According to the Triolith migration guide, why is the change to using $SNIC_TMP being made?

# Passage:
==================================================
E.g: if your job script looks like this

#!/bin/bash
#SBATCH -t 00:10:00
#
./myapp --tempdir=/scratch/local

then change it to

#!/bin/bash
#SBATCH -t 00:10:00
#
./myapp --tempdir=$SNIC_TMP

Note: --tempdir in the example above is just used in this example, not a magic option that you can use for any application to control where it write temporary files!

This change is being done to enable sharing of nodes between jobs.

By the way: there are other standardized SNIC_* variables set that you can use to make your job script portable across all SNIC HPC sites:

Table 2: SNIC standardized environment variables
Env.variable Definition On Triolith
SNIC_SITE At what SNIC site am I running? nsc
SNIC_RESOURCE At what compute resource at the SNIC site $SNIC_SITE (see above) am I running? triolith
SNIC_BACKUP Shared directory with tape backup /home/$USERNAME
SNIC_NOBACKUP Shared directory without tape backup /nobackup/global/$USERNAME
SNIC_TMP Recommended directory for best performance during a job (local disk on nodes if applicable) set for each individual job, e.g /scratch/local/12345

6.3 Jobs will require less wall time

If you move existing jobs from Neolith, Kappa or Matter, the actual run time will almost certainly be shorter if you run them on the same number of nodes.

You can either reduce the number of nodes or request a shorter wall time to accommodate this.

6.4 Applications not installed yet or in another location

Some applications that are installed on Neolith/Kappa/Matter are not yet available on Triolith. Before submitting a job, check that the application is available.

Even if the application is available, the version on Triolith might be different, so you might need to use a different path in your job script. Some module names might also have changed.

If you are missing an application on Triolith, please contact support@nsc.liu.se and ask us to install it.

6.5 The "module" command is now available in job scripts

Sometimes it can be useful to use the "module" command in job scripts. By doing this, you do not have to remember loading certain module before submitting the job.
==================================================
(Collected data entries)
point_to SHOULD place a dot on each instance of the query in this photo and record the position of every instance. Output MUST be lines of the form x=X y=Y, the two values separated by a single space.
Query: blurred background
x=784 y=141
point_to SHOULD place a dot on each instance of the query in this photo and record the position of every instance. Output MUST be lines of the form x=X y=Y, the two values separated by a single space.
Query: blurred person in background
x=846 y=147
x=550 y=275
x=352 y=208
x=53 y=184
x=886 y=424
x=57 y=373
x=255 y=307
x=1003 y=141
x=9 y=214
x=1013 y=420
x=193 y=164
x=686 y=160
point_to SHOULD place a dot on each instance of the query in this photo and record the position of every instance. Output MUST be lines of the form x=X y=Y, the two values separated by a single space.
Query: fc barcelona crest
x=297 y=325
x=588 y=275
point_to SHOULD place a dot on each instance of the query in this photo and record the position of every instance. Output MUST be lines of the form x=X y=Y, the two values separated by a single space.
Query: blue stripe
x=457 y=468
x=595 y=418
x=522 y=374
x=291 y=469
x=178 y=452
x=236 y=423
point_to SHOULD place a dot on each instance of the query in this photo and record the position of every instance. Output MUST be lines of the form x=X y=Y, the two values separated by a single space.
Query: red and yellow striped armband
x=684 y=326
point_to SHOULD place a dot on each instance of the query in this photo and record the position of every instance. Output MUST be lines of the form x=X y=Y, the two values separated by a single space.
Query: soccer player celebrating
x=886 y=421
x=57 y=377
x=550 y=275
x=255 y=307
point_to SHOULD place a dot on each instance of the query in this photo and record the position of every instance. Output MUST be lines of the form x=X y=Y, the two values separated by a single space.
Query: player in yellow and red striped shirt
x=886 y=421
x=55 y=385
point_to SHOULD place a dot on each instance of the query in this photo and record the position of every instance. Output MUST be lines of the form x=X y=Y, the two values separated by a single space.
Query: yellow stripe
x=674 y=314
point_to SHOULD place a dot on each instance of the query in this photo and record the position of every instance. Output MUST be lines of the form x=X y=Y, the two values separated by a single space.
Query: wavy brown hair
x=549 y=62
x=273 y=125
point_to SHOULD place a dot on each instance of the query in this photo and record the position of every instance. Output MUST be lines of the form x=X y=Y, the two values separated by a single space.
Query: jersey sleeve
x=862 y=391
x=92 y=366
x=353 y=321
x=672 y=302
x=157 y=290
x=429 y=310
==================================================
# Solution to this problem:
It is being made to enable sharing of nodes between jobs.